In each item below, change "adult hiker" to "walking person" and give the lines back with nothing else altered.

::: Data entries :::

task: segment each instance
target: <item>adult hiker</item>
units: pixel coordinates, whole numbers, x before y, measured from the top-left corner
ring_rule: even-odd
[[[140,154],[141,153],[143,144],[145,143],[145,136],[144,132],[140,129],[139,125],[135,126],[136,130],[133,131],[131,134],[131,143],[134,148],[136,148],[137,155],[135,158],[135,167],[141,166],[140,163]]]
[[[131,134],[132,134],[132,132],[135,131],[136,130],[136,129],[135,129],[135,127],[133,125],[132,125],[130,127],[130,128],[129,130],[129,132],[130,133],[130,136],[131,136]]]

:::

**Result of this exercise:**
task: segment each instance
target: <item>walking person</item>
units: pixel coordinates, whole numbers, x before y, measured from the top-left corner
ring_rule: even-odd
[[[140,154],[141,153],[143,144],[145,143],[145,136],[144,132],[140,129],[139,125],[135,126],[136,130],[133,131],[131,134],[131,143],[134,148],[136,148],[137,155],[135,158],[135,167],[141,166],[140,163]]]
[[[131,134],[132,134],[132,132],[135,131],[136,130],[136,129],[135,129],[135,127],[133,125],[132,125],[130,127],[130,128],[129,130],[129,132],[130,133],[130,136],[131,136]]]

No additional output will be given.